Saved data entries
= = = = =

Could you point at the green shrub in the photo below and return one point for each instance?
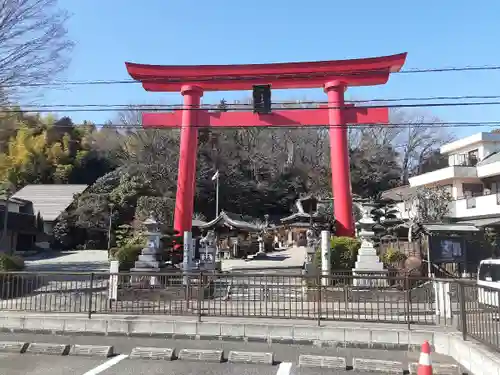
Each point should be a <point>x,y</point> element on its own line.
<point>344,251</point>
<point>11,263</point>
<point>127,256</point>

= = = = =

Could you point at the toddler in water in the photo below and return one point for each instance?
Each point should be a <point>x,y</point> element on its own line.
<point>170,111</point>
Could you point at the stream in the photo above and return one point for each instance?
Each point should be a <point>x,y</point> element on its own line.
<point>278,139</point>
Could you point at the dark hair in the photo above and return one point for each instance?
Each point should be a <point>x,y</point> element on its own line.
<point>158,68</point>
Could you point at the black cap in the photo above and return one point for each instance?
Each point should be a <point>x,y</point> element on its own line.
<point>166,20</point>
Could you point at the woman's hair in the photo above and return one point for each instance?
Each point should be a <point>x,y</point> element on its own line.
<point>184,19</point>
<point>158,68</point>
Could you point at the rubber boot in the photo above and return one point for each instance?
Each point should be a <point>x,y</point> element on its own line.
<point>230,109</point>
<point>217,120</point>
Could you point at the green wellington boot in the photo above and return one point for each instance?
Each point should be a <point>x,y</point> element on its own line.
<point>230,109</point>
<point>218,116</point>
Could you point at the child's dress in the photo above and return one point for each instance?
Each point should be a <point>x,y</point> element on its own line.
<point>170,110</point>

= = = = =

Please format everything in the data from the line containing "Could you point at the black" down to the line containing "<point>218,116</point>" as a JSON list of strings, with one string per line and blank lines left out.

Full response >>
[
  "Could you point at the black cap in the photo above and return one point for each instance?",
  "Each point should be a <point>x,y</point> element on its own line.",
  "<point>166,20</point>",
  "Could you point at the woman's hair in the photo above and return one point for each instance?",
  "Each point should be a <point>x,y</point> element on its own line.",
  "<point>184,19</point>",
  "<point>158,68</point>",
  "Could you point at the rubber boot in the photo above and return one point for each instance?",
  "Each point should be a <point>x,y</point> element on its own line.",
  "<point>230,109</point>",
  "<point>217,120</point>",
  "Could you point at the green wellington boot in the photo above and return one point for each instance?",
  "Each point should be a <point>x,y</point> element on its own line.",
  "<point>230,109</point>",
  "<point>218,116</point>"
]